Work instructions
Format every line of the data below as a JSON list of strings, with one string per line and any blank lines left out.

Position identification records
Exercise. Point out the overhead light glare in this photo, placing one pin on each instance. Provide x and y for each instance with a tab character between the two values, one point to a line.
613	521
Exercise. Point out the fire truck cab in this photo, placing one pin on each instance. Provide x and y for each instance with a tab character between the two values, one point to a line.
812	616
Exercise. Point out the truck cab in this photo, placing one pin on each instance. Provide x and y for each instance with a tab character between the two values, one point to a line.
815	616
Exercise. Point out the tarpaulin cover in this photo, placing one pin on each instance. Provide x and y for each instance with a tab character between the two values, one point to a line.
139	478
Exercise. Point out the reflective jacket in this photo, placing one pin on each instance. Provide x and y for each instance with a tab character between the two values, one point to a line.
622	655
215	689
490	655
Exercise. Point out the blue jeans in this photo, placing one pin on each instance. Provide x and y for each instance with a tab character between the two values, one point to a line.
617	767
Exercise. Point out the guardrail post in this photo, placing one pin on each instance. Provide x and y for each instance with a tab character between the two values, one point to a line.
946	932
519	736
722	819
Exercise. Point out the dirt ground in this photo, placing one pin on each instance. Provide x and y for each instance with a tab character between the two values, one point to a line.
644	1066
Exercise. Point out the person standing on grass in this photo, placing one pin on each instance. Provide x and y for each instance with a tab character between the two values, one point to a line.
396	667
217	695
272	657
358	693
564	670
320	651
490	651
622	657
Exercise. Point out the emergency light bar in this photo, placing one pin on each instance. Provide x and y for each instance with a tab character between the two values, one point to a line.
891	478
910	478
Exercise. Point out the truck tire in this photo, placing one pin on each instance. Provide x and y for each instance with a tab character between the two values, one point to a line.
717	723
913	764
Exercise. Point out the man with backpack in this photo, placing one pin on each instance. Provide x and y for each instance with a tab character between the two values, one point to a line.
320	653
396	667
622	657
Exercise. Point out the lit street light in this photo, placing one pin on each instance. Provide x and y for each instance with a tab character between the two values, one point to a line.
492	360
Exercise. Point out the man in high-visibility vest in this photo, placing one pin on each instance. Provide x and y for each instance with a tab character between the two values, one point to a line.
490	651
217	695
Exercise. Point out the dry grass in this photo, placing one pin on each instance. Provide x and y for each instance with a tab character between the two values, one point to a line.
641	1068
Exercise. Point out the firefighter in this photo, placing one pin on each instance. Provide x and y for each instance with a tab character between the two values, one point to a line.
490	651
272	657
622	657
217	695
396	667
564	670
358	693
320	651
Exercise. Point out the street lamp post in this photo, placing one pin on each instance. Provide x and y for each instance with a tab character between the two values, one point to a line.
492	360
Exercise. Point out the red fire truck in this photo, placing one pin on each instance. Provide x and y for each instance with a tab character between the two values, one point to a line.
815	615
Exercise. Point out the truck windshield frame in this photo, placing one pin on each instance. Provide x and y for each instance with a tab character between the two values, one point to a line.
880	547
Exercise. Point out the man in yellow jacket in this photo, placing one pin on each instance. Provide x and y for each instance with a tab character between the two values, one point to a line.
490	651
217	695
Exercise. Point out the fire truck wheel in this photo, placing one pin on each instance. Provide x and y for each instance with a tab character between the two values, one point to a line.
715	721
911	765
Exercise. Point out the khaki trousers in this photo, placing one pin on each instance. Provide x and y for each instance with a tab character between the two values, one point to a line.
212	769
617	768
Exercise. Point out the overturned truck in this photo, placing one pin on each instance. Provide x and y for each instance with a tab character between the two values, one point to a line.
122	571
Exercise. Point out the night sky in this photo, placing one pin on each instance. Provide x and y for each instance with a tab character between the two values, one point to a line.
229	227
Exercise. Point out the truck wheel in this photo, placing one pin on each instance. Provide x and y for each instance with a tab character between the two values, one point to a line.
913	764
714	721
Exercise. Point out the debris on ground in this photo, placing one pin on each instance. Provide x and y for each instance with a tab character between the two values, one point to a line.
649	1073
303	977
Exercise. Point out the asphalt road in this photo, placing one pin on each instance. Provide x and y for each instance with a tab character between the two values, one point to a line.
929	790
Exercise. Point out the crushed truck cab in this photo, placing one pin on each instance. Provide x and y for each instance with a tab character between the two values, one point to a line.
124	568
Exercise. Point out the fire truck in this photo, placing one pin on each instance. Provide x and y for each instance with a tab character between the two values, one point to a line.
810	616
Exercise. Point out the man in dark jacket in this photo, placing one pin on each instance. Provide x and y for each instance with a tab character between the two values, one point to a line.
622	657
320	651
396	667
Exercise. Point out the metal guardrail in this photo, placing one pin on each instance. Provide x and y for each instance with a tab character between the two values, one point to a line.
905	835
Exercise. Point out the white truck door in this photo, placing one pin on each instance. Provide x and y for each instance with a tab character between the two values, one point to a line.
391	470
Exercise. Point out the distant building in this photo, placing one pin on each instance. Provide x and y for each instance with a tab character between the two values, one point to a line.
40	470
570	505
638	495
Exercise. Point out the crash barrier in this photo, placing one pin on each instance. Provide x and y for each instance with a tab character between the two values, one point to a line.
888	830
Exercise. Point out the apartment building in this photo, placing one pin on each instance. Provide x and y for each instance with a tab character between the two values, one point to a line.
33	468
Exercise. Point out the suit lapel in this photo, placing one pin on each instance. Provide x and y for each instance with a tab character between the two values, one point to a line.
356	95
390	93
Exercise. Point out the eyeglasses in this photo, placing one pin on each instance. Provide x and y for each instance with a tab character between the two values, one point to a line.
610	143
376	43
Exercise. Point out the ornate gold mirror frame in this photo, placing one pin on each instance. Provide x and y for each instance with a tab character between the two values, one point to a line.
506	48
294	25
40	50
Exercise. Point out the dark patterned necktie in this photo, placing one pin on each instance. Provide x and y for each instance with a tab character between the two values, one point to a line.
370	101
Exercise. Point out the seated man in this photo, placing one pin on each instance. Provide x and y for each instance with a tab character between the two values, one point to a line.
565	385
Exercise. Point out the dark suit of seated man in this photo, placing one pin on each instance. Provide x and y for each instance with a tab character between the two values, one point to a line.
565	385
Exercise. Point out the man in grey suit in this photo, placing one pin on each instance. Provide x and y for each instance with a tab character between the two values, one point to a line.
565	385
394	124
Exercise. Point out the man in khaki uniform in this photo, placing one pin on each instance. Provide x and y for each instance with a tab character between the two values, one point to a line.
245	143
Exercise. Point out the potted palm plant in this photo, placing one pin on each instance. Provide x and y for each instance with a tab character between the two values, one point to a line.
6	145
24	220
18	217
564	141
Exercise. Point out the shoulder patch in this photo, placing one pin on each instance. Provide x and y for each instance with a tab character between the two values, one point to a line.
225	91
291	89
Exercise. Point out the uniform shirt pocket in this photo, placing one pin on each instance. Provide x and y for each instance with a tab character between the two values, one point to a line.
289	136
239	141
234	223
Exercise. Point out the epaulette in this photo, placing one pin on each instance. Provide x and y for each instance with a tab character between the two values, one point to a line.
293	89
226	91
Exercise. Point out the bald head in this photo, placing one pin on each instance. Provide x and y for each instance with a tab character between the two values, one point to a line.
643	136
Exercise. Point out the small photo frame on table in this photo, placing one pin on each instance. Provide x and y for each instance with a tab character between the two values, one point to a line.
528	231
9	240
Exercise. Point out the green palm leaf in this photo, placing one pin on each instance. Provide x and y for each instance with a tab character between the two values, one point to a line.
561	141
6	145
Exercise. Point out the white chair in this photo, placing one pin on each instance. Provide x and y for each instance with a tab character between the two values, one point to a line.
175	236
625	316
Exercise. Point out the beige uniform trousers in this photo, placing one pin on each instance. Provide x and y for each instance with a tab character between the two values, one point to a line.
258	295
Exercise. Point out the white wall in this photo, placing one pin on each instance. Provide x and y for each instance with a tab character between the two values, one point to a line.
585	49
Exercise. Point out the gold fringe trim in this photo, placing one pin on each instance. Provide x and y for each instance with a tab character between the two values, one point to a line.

Response for this exercise
[
  "Exercise. Point out the overhead light glare in this photo, placing one pin on each instance. Provide x and y for each instance with a tab character between the two values, one point to a line.",
  "613\t521",
  "Exercise. Point out the fire truck cab in this photo, placing one pin on each instance. Provide x and y for each instance with a tab character between the two values, one point to a line.",
  "812\t616",
  "Exercise. Point out the truck cab in this photo, placing one pin on each instance. Provide x and y for each instance with a tab character between the two values, one point to a line.",
  "815\t616",
  "Exercise. Point out the tarpaulin cover in this photo, placing one pin on each instance. Provide x and y for each instance with a tab character between the two values, one point to a line.",
  "139\t478",
  "Exercise. Point out the reflective jacket in this photo, placing one pin on each instance. Provide x and y for each instance with a tab character between the two values, one point to a line.",
  "622\t655",
  "215\t689",
  "490\t655",
  "Exercise. Point out the blue jeans in this photo, placing one pin on each instance. Provide x and y for each instance with a tab character between the two values, one point to a line.",
  "617\t767",
  "Exercise. Point out the guardrail post in this photo, placing one pin on each instance. Provide x and y for each instance with a tab character between the two values, one point to a line.",
  "946\t932",
  "519\t736",
  "722\t819",
  "Exercise. Point out the dirt ground in this photo, placing one pin on each instance. Provide x and y for each instance with a tab character between the two values, one point to a line.",
  "644\t1066",
  "Exercise. Point out the person standing on grass in this photo, placing one pin on each instance. Provide x and y for each instance with a tab character between the two values, one point to a line.",
  "396\t667",
  "217\t695",
  "272\t657",
  "358\t693",
  "564\t670",
  "320\t651",
  "490\t651",
  "622\t657",
  "Exercise. Point out the emergency light bar in this photo, placing one pin on each instance. Provide x and y for each instance with a tab character between the two values, one point to a line.",
  "891\t478",
  "910\t478",
  "Exercise. Point out the truck tire in this photo, placing one pin on each instance. Provide x and y for each instance with a tab character between the two values, one point to a line.",
  "717\t723",
  "913\t764",
  "Exercise. Point out the man with backpack in this photo, placing one pin on each instance. Provide x and y for each instance with a tab character between the two values, one point to a line.",
  "320\t653",
  "396\t667",
  "622\t657",
  "Exercise. Point out the lit street light in this photo, placing one pin on each instance. Provide x and y for each instance with a tab character between the two values, one point to a line.",
  "492\t360",
  "Exercise. Point out the man in high-visibility vest in this photo, placing one pin on each instance. Provide x and y for each instance with a tab character between the two values, one point to a line.",
  "490\t651",
  "217\t695",
  "Exercise. Point out the dry grass in this photo, placing one pin on each instance. Provide x and y for each instance with a tab character between the two values, one point to a line.",
  "641\t1068",
  "Exercise. Point out the firefighter in this photo, placing one pin on each instance. Provide x and y for each instance with a tab character between the two values, one point to a line.",
  "490\t651",
  "272\t657",
  "622\t657",
  "217\t695",
  "396\t667",
  "564\t670",
  "358\t693",
  "320\t651",
  "Exercise. Point out the street lamp post in this photo, placing one pin on each instance. Provide x and y for each instance with a tab character between the two values, one point to a line.",
  "492\t360",
  "Exercise. Point out the red fire truck in this photo, placing one pin on each instance. Provide x and y for each instance with a tab character between the two values, one point to a line.",
  "815\t615",
  "Exercise. Point out the truck windshield frame in this photo, placing one pin on each instance. Provide x and y for each instance with a tab character between the two values, one point to a line.",
  "880\t547",
  "Exercise. Point out the man in yellow jacket in this photo, placing one pin on each instance. Provide x and y for each instance with a tab character between the two values, one point to a line.",
  "490\t651",
  "217\t695",
  "Exercise. Point out the fire truck wheel in this photo, placing one pin on each instance. Provide x and y for each instance with a tab character between the two values, one point to a line.",
  "715\t721",
  "911\t765",
  "Exercise. Point out the khaki trousers in this photo, placing one pin on each instance. Provide x and y for each instance with a tab character between the two values, one point to a line.",
  "212\t769",
  "617\t768",
  "Exercise. Point out the overturned truck in this photo, placing one pin on each instance. Provide x and y for each instance with a tab character between the two values, one point to a line.",
  "122\t571",
  "Exercise. Point out the night sky in this photo, placing one pin on each instance. Provide x and y for each instance with a tab character between the two values, one point to a line.",
  "229\t227",
  "Exercise. Point out the truck wheel in this photo, placing one pin on each instance. Provide x and y for each instance with a tab character between the two values, one point to a line.",
  "913\t764",
  "714\t721",
  "Exercise. Point out the debris on ground in this photo, placing one pin on each instance. Provide x and y for each instance with a tab character between the two values, one point to a line.",
  "649\t1073",
  "303\t977",
  "Exercise. Point out the asphalt road in this photo, placing one pin on each instance. Provide x and y for each instance with a tab character between the two values, one point to a line.",
  "929\t790",
  "Exercise. Point out the crushed truck cab in this photo, placing one pin on each instance. Provide x and y for each instance with a tab character between the two values, one point to a line.",
  "124\t568",
  "Exercise. Point out the fire truck in this photo, placing one pin on each instance. Provide x and y for each instance with a tab character between the two values, one point to a line.",
  "810\t616",
  "Exercise. Point out the man in dark jacket in this photo, placing one pin on each instance. Provide x and y for each instance with a tab character between the two values, one point to a line.",
  "622\t657",
  "320\t651",
  "396\t667",
  "Exercise. Point out the metal guardrail in this photo, placing one pin on each instance. Provide x and y for each instance with a tab character between the two values, one point to a line.",
  "905\t835",
  "Exercise. Point out the white truck door in this photo, placing one pin on each instance. Provide x and y for each instance with a tab character between the two values, one point to a line.",
  "391\t470",
  "Exercise. Point out the distant building in this photo, placing one pin on each instance. Provide x and y for each instance with a tab character between the two values, one point to a line.",
  "40\t470",
  "570\t505",
  "638\t495",
  "Exercise. Point out the crash barrier in this photo, placing one pin on each instance. Provide x and y for each instance with a tab character between the two values, one point to a line.",
  "888\t830",
  "Exercise. Point out the apartment building in this photo, placing one pin on each instance. Provide x and y for each instance with a tab character between the two values, one point to a line.",
  "33\t468",
  "Exercise. Point out the suit lapel in this photo, placing one pin on each instance. Provide x and y for each instance with a tab character between the two values, one point to a line.",
  "356\t95",
  "390\t93",
  "Exercise. Point out the eyeglasses in this photo, placing one pin on each instance. Provide x and y for each instance with a tab character between the two values, one point to a line.",
  "610\t143",
  "376\t43",
  "Exercise. Point out the ornate gold mirror frame in this photo, placing one pin on each instance. Provide x and y for each instance with a tab character between the two values, one point to a line.",
  "506\t48",
  "294\t25",
  "40\t50",
  "Exercise. Point out the dark patterned necktie in this photo, placing one pin on each instance. Provide x and y for each instance with a tab character between the two values, one point to a line.",
  "370\t101",
  "Exercise. Point out the seated man in this photo, placing one pin on each instance. Provide x and y for each instance with a tab character between the two values, one point to a line.",
  "565\t385",
  "Exercise. Point out the dark suit of seated man in this photo, placing one pin on each instance. Provide x and y for each instance with a tab character between the two values, one point to a line.",
  "565\t385",
  "Exercise. Point out the man in grey suit in this photo, placing one pin on each instance. Provide x and y for each instance with a tab character between the two values, one point to a line.",
  "565\t385",
  "394\t124",
  "Exercise. Point out the man in khaki uniform in this photo, placing one pin on each instance. Provide x and y for each instance with a tab character between the two values, one point to a line.",
  "245\t143",
  "Exercise. Point out the potted palm plant in this photo, placing one pin on each instance. Provide x and y for each instance with a tab character between the two values, one point to a line.",
  "6\t145",
  "24\t220",
  "18\t217",
  "564\t141",
  "Exercise. Point out the shoulder patch in this photo, placing one pin on each instance. Provide x and y for each instance with a tab character between the two values, one point to a line.",
  "225\t91",
  "291\t89",
  "Exercise. Point out the uniform shirt pocket in this photo, placing one pin on each instance. Provide x and y for each instance with a tab character between the two values, one point to a line.",
  "289\t136",
  "239\t141",
  "234\t223",
  "Exercise. Point out the epaulette in this photo, placing one pin on each instance. Provide x and y for each instance with a tab character between the two values, one point to a line.",
  "293\t89",
  "226\t91",
  "Exercise. Point out the bald head in this photo, placing one pin on each instance. Provide x and y for each instance with a tab character between the two values, one point to a line.",
  "643\t136",
  "Exercise. Point out the small photo frame on table in this photo, placing one pin on each instance. Provide x and y for each instance with a tab character between the two values, one point to a line.",
  "528\t231",
  "9\t240",
  "Exercise. Point out the green palm leaf in this photo, placing one pin on each instance. Provide x and y for each instance with a tab character between the two values, one point to a line.",
  "561\t141",
  "6\t145",
  "Exercise. Point out the white chair in this photo, placing one pin on each instance. Provide x and y for each instance with a tab character between the two values, one point to a line.",
  "175\t236",
  "625\t316",
  "Exercise. Point out the beige uniform trousers in this photo, placing one pin on each instance. Provide x and y for each instance with a tab character between the two values, one point to a line.",
  "258\t295",
  "Exercise. Point out the white wall in this photo, placing one pin on each instance. Provide x and y for each instance with a tab character between the two values, one point to a line.",
  "585\t49",
  "Exercise. Point out the gold fringe trim in this photo, placing one pin on each instance. Provide x and y for each instance with a tab character between the two values, one point to a line."
]